--- Text extract ---
PLOTTING TO EVANGELISE

Sigh. Non-Christian mates. What to do with them?? As we prepare for Passion for Life, through Revive, through our small groups and through our church meetings, we each have to start plotting how we might turn up to those events with somebody on our arm. After all, having been given about a year’s preparation, it would be pretty lame not to. The problem is – our non-Christian mates don’t know that! Chances are, they’ll be as comfortable saying no to this ‘weird church event’ as they are saying no to all the others. But it’s important… it’s really important! Phil Allcock at Revive gave a great seminar suggesting, first and foremost, that our lack of evangelism is a lack of faith – if we really believed they’d be punished in Hell for all eternity, then of course we’d say something… just as we would if their house was on fire or they were heading over the edge of a cliff. We don’t. Because it might make us look silly. Which is us saying that looking silly is a worse prospect than is the burning in Hell for all eternity thing…

So what to do? Here are my primary ‘targets’, and where my thinking is at with each. I love them all dearly by the way…

Friend A: Media Guy.

--- Supplied data ---

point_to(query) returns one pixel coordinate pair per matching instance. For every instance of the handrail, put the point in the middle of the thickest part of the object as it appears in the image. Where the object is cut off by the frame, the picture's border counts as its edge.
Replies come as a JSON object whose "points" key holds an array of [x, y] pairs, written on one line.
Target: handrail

--- Task requirements ---
Resume the piece on inviting non-Christian friends to Passion for Life, continuing right after its final line, "Friend A: Media Guy."

--- Output for this task ---
He loves London culture and his freedom within it. Raised in a nominally Christian home, he is currently challenged to examine his beliefs, particularly in preparing to raise a child. Even so, he is against any kind of evangelism or profession of certainty, believing anyone’s views to be equally deserving of respect. He has read Dawkins but was not particularly convinced. Has agreed to read Keller as a counter-balance. Is very aware of the change in me over the past couple of years. Respects it but is frustrated by it too. Would really like me to get good and drunk with him and stop taking this whole ‘religion thing’ so seriously!

APPROACH: I will invite him and his wife to a Passion for Life event and they might well accept. In the meantime I’ll get him the Keller book with a view to follow-up discussion. This is a good time to be chatting this stuff through – the prospect of a baby has led to thoughtfulness and self-examination! The key is finding one-on-one time.

Friend B: Disinterested Guy.

He cannot believe that this world comes from nothing and co-incidence. Coming from an Oxbridge PHD scientist that’s exciting. However, neither can he believe there’s ‘some person in the sky we can talk to’. His firmly stated decision is to not think about it. Has pronounced himself ‘impossible to convert to either side’ and has refused to attend any church event.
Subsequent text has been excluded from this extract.